- RECORDS -
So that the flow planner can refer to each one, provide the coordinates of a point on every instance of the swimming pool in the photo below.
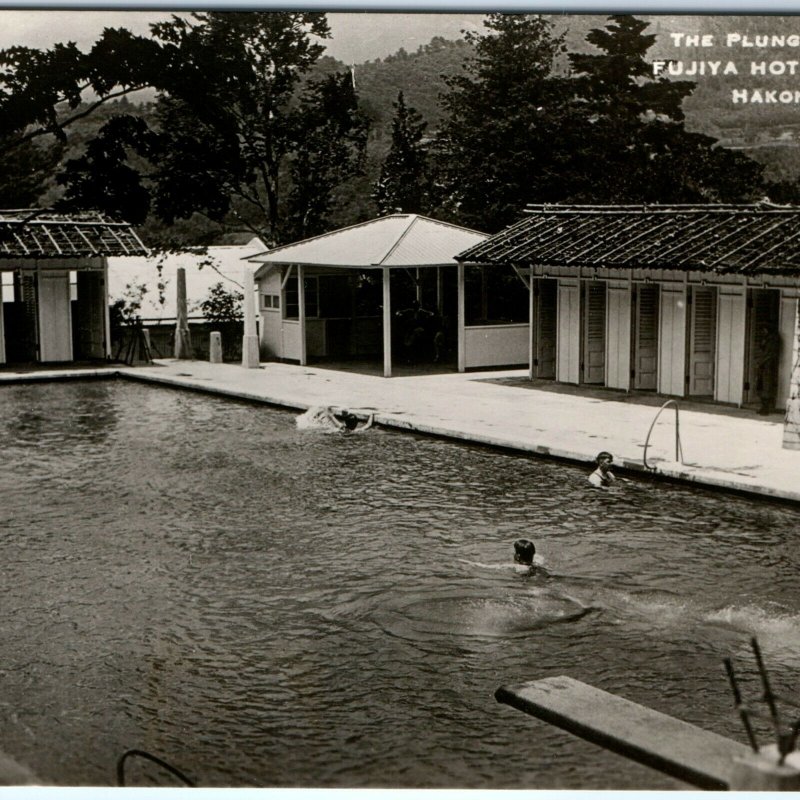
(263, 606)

==

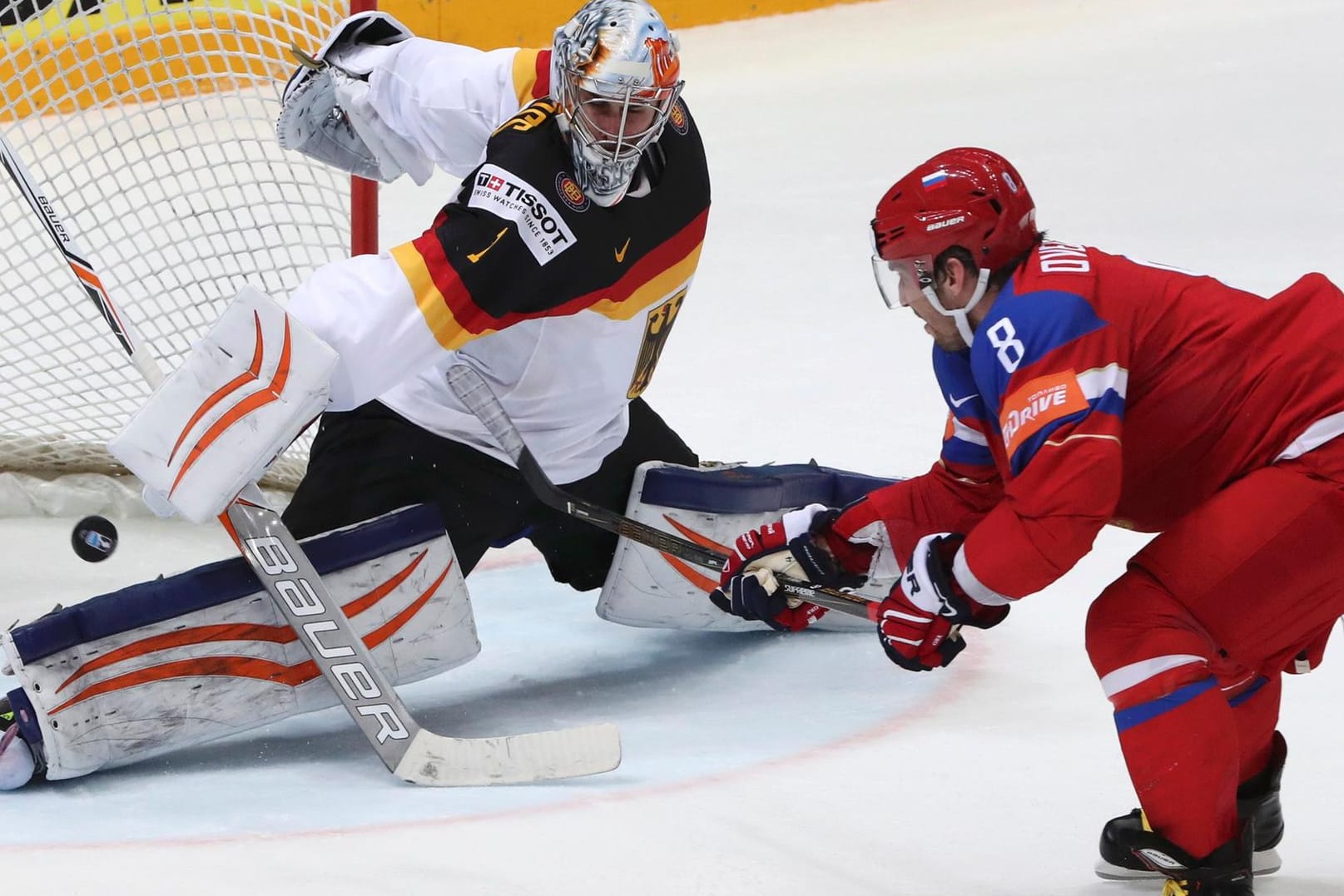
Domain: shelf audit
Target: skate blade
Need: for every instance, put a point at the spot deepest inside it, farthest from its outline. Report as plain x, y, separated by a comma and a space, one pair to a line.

- TASK INSTRUCTIONS -
From the data above, output only the lines between the line containing "Domain: shelf audit" and the line containing "Need: for every", inclusive, exactly as written.

- TASK RESULT -
Domain: shelf audit
Target: skate blade
Need: for every instance, put a point at the spot deepest inside it, farthest from its outline. Report as plain x, y, separated by a comma and a space, one pair to a line.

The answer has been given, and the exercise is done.